┌──

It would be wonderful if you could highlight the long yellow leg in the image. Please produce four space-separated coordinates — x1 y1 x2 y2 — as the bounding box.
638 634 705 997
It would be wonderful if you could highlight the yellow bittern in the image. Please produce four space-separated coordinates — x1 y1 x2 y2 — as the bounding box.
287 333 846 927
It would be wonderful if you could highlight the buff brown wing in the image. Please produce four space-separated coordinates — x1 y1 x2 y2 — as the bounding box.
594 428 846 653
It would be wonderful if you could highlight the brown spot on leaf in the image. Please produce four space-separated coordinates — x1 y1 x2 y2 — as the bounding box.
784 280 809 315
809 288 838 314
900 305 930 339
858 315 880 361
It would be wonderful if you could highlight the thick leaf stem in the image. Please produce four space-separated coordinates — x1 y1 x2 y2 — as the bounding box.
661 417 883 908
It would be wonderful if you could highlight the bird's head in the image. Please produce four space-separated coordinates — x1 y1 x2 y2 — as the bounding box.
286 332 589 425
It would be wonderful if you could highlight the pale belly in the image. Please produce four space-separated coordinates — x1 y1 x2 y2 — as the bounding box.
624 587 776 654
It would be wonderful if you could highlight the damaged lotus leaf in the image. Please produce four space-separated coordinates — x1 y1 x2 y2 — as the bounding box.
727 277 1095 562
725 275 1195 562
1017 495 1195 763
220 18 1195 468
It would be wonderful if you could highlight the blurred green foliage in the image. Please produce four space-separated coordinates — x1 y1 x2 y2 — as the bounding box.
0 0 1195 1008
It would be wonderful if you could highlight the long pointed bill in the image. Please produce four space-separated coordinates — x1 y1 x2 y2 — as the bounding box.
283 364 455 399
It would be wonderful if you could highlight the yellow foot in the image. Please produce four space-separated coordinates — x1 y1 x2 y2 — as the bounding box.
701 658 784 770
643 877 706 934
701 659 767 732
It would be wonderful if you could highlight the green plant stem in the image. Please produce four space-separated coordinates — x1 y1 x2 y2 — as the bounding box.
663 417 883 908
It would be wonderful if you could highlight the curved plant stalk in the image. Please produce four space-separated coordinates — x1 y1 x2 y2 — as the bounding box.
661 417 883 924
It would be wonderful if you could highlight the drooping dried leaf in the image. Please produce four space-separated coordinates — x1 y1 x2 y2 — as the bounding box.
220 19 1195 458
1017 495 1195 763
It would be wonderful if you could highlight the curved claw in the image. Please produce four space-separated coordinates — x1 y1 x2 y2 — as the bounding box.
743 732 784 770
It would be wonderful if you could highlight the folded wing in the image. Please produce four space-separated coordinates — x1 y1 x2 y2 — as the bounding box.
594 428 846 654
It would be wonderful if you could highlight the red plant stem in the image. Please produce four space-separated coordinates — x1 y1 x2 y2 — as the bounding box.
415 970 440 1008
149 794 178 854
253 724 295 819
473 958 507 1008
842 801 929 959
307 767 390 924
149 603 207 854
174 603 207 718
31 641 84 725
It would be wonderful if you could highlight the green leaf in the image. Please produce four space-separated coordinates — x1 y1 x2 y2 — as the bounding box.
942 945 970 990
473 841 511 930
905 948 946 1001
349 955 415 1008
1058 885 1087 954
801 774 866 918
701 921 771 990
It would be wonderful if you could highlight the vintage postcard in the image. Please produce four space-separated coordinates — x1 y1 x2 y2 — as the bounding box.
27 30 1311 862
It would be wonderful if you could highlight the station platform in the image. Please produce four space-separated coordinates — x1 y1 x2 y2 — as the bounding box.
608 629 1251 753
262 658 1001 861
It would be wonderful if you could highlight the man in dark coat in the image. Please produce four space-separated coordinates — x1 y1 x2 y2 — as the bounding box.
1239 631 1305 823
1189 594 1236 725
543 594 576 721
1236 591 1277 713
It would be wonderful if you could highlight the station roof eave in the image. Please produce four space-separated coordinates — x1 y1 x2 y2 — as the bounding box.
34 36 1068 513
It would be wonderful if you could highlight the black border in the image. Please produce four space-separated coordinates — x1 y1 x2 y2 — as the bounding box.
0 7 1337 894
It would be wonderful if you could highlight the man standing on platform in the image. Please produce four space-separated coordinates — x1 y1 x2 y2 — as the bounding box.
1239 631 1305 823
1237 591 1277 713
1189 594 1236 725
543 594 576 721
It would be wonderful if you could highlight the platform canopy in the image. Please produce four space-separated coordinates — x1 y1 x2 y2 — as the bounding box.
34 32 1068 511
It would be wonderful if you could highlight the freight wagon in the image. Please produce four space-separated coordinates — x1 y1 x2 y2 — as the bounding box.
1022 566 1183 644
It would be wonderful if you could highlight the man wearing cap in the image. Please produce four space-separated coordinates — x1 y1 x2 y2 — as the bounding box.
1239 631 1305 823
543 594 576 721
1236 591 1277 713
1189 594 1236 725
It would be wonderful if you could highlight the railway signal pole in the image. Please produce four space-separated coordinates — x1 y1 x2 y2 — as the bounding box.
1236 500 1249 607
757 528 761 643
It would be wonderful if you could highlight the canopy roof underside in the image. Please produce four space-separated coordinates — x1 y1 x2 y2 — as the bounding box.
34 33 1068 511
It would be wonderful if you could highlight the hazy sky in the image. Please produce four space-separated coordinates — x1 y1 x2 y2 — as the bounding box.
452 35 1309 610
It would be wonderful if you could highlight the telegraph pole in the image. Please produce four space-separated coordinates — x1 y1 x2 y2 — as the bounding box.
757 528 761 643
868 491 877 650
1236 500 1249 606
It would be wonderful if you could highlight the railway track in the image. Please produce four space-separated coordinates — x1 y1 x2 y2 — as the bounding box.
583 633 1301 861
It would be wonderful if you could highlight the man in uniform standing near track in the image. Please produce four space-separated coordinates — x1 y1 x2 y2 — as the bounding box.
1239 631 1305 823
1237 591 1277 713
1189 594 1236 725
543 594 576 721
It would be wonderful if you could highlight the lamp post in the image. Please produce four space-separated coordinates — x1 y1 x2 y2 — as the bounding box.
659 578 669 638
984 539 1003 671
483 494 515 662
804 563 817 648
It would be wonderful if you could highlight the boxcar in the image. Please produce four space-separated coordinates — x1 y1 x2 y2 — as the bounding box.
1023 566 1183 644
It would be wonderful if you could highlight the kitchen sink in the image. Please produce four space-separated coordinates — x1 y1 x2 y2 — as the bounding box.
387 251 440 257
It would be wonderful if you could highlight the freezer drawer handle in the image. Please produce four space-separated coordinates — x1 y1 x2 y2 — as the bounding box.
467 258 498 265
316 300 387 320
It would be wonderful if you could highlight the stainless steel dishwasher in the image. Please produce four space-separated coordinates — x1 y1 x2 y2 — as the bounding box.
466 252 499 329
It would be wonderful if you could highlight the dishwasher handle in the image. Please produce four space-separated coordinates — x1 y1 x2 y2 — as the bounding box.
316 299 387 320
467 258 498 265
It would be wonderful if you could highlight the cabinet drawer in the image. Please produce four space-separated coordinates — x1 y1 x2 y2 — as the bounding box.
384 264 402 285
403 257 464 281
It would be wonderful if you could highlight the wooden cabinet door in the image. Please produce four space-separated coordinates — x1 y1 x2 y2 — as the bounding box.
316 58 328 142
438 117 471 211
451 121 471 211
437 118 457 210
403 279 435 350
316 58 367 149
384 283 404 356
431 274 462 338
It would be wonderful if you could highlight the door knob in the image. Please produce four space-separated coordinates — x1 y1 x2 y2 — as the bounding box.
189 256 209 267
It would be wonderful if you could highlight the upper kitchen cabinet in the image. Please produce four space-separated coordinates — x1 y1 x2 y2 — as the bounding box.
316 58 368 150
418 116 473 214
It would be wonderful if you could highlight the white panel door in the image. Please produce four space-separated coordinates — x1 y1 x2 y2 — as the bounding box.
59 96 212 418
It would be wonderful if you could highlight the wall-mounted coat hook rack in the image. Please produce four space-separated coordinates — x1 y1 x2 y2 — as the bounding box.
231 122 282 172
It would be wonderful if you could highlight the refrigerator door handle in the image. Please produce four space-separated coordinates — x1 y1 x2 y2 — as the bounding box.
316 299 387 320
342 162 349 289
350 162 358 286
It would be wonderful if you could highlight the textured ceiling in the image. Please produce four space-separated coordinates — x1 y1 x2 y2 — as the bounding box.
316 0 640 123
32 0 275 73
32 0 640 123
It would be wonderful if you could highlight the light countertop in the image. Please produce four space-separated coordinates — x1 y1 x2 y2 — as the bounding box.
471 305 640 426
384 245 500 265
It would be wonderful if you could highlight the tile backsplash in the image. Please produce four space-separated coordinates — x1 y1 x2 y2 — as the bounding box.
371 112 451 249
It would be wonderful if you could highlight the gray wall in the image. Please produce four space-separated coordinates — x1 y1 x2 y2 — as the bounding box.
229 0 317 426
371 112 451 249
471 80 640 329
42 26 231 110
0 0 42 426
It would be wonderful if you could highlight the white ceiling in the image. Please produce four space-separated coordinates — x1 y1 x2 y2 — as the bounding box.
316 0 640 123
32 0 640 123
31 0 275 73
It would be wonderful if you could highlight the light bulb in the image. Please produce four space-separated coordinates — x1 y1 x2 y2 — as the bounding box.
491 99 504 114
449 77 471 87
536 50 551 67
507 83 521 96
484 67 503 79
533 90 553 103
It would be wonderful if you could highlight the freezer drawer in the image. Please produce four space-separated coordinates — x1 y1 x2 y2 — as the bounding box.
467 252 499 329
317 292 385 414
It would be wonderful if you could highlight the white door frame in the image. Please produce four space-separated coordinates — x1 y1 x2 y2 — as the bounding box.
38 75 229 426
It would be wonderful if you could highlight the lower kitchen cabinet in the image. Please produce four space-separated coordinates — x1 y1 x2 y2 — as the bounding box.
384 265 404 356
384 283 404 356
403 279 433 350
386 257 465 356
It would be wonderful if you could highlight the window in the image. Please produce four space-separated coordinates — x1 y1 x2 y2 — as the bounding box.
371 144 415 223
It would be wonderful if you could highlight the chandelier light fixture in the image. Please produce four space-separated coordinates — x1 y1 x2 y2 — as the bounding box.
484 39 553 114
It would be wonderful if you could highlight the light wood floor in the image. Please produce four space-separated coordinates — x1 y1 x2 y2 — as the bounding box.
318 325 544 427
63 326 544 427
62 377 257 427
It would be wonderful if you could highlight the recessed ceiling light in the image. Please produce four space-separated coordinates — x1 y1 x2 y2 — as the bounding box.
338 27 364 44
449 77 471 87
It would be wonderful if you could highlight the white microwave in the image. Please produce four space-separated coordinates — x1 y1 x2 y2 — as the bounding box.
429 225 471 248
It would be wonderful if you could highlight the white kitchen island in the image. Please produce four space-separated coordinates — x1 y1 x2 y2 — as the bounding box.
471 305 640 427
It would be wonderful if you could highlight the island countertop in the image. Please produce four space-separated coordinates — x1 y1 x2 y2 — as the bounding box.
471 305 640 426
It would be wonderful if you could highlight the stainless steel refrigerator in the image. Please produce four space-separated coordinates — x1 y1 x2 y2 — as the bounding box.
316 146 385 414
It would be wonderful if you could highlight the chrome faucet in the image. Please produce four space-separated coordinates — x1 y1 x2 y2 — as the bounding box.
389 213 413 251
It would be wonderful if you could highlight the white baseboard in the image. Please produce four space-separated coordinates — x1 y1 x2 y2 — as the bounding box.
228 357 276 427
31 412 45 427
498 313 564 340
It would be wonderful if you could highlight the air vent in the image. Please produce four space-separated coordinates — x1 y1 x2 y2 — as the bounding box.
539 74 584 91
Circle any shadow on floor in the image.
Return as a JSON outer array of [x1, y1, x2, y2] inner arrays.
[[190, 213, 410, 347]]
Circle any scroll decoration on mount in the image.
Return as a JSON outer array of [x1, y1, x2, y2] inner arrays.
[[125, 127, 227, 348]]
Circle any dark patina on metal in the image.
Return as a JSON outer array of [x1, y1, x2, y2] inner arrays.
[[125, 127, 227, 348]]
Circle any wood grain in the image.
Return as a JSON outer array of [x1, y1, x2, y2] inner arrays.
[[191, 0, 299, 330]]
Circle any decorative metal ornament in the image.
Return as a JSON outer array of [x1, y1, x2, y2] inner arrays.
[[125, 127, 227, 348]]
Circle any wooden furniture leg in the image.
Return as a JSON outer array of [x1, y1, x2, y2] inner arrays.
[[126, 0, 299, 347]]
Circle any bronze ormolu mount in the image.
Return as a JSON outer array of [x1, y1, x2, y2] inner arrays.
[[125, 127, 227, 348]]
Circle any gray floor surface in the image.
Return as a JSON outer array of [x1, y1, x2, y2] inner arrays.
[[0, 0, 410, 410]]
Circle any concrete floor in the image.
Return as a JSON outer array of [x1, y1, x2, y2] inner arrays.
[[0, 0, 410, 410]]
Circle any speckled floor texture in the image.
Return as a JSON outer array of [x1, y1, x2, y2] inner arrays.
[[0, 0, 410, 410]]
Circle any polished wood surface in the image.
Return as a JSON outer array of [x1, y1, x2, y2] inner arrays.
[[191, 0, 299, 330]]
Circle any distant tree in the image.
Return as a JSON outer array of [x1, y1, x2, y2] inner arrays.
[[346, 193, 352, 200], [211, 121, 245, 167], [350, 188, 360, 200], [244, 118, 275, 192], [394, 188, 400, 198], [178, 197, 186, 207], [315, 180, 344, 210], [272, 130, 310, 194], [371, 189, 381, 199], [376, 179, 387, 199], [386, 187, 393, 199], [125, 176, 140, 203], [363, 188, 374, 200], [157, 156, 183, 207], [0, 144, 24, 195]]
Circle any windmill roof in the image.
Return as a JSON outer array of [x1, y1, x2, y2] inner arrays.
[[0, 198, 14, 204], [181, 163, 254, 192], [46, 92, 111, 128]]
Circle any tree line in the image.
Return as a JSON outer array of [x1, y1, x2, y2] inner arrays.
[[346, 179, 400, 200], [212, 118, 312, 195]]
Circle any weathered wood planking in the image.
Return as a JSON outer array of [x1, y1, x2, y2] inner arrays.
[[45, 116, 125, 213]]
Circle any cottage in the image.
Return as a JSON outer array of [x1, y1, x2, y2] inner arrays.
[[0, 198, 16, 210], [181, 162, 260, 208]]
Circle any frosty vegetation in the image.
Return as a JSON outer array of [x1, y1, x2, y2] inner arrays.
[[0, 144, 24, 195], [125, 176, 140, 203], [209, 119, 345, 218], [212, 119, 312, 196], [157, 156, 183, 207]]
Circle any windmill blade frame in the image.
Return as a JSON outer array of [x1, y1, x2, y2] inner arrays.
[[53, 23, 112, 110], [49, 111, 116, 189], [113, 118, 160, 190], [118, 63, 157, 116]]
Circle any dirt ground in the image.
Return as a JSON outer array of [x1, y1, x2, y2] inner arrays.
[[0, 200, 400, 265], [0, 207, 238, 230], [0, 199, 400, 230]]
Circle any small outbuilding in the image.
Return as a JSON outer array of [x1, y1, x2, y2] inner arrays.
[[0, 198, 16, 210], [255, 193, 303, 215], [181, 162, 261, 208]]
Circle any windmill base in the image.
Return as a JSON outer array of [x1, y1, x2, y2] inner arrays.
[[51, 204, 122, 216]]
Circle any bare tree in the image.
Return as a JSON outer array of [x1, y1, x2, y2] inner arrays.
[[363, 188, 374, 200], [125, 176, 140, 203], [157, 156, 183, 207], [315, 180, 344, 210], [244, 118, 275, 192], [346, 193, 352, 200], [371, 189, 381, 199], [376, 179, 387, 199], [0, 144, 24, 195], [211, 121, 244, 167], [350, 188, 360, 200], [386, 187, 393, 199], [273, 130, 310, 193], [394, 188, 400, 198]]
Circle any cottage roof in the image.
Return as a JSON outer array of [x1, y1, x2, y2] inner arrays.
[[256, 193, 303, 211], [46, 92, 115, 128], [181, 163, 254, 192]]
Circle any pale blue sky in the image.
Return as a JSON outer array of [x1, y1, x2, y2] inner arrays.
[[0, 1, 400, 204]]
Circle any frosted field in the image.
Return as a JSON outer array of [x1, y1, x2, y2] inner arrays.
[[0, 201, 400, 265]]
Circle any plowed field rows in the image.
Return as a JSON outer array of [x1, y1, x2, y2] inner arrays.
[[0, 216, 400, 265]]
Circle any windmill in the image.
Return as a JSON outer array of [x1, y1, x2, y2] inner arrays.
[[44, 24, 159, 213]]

└──

Goal:
Duplicate the records above from the line that contains "It would be wonderful if you could highlight the vintage" through the line that contains "262 658 1001 861", with both of those lines included.

Exercise result:
It would be wonderful if you could highlight the vintage postcard in the image. Please produce four space-separated coordinates — x1 y1 x2 y2 — as the bounding box.
27 30 1311 862
It would be wonderful if you could highlight the station platform in the image. Please produce four space-separated coordinates — x1 y1 x2 y2 — as the bounding box.
608 629 1251 753
262 658 1001 861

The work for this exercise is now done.